* Task requirements
According to the mailing-list thread on weighted means, what did the Stata page help the writer figure out about WLS?

[Numpy-discussion] weighted mean; weighted standard error of the mean (sem)

Sun Sep 19 10:28:41 EDT 2010

On Fri, Sep 17, 2010 at 1:19 PM,  <josef.pktd at gmail.com> wrote:
> On Fri, Sep 10, 2010 at 3:01 PM,  <josef.pktd at gmail.com> wrote:
>> On Fri, Sep 10, 2010 at 1:58 PM, Christopher Barrington-Leigh
>> <cpblpublic+numpy at gmail.com> wrote:
>>> Interesting. Thanks Erin, Josef and Keith.
>>
>> thanks to the stata page at least I figured out that WLS is aweights
>> with asumption mu_i = mu
>>
>> import numpy as np
>> from scikits.statsmodels import WLS
>> w0 = np.arange(20) % 4
>> w = 1.*w0/w0.sum()
>> y = 2 + np.random.randn(20)
>>
>>>>> res = WLS(y, np.ones(20), weights=w).fit()
>>>>> print res.params, res.bse
>> [ 2.29083069] [ 0.17562867]
>>>>> m = np.dot(w, y)
>>>>> m
>> 2.2908306865128401
>>>>> s2u = 1/(nobs-1.) * np.dot(w, (y - m)**2)
>>>>> s2u
>> 0.030845429945278956
>>>>> np.sqrt(s2u)
>> 0.17562867062435722
>>
>>
>>>
>>> There is a nice article on this at
>>> http://www.stata.com/support/faqs/stat/supweight.html. In my case, the
>>> model I've in mind is to assume that the expected value (mean) is the same
>>> for each sample, and that the weights are/should be normalised, whence a
>>> consistent estimator for sem is straightforward (if second moments can
>>> be assumed to be
>>> well behaved?). I suspect that this (survey-like) case is also one of
>>> the two most standard/most common
>>> expression that people want when they ask for an s.e. of the mean for
>>> a weighted dataset. The other would be when the weights are not to be
>>> normalised, but represent standard errors on the individual
>>> measurements.
>>>
>>> Surely what one wants, in the end, is a single function (or whatever)
>>> called mean or sem which calculates different values for different
>>> specified choices of model (assumptions)? And where possible that it has a
>>> default model in mind for when none is specified?
>>
>> I find aweights and pweights still confusing, plus necessary auxillary
>> assumptions.
>>
>> I don't find Stata docs very helpful, I almost never find a clear
>> description of the formulas (and I don't have any Stata books).
>>
>> If you have or write some examples that show or apply in the different
>> cases, then this would be very helpful to get a structure into this
>> area, weighting and survey sampling, and population versus clustered
>> or stratified sample statistics.

* Provided data
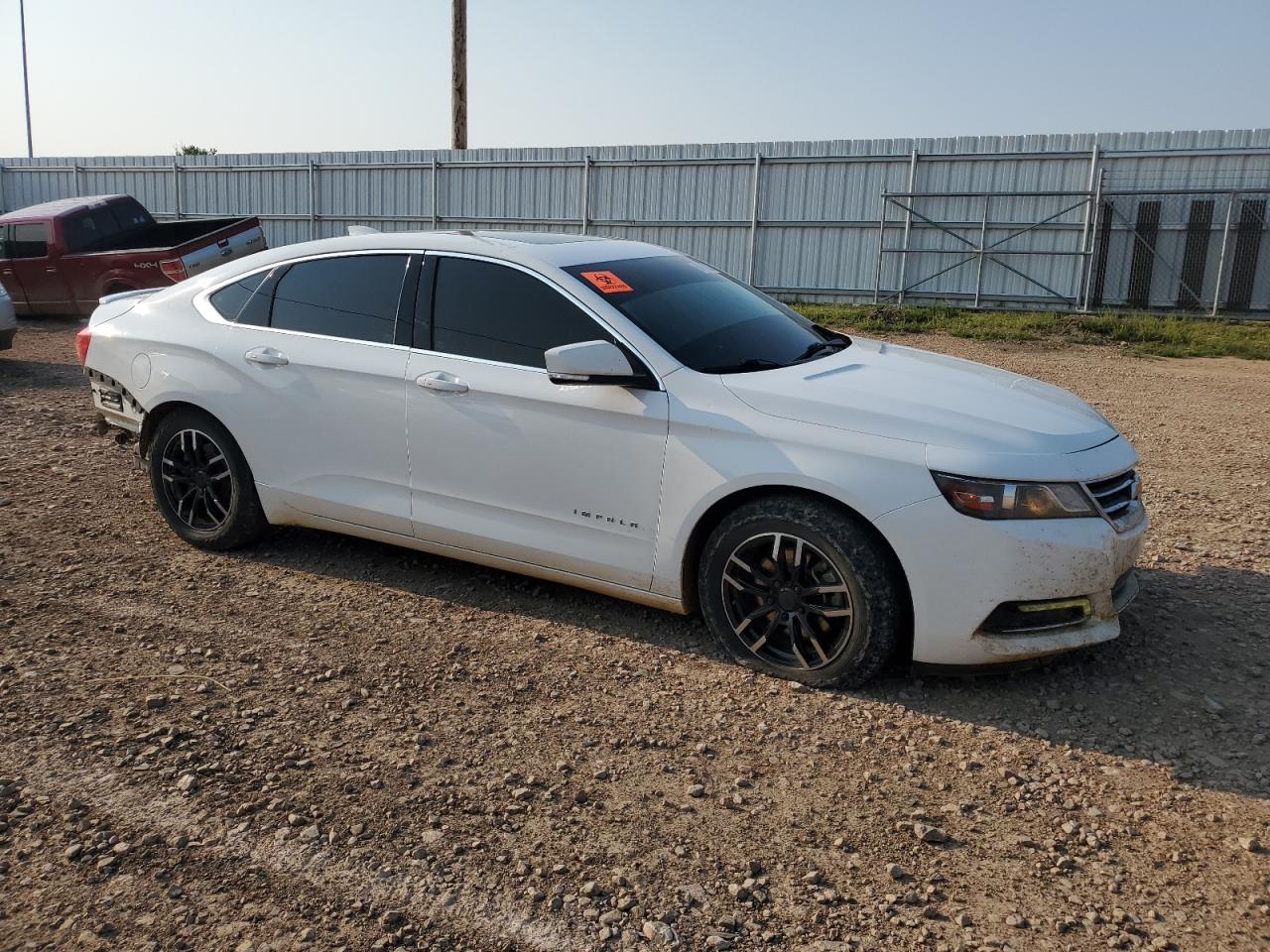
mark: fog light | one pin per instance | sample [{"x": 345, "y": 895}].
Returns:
[{"x": 1025, "y": 617}]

* Solved exercise
That WLS corresponds to aweights under the assumption mu_i = mu.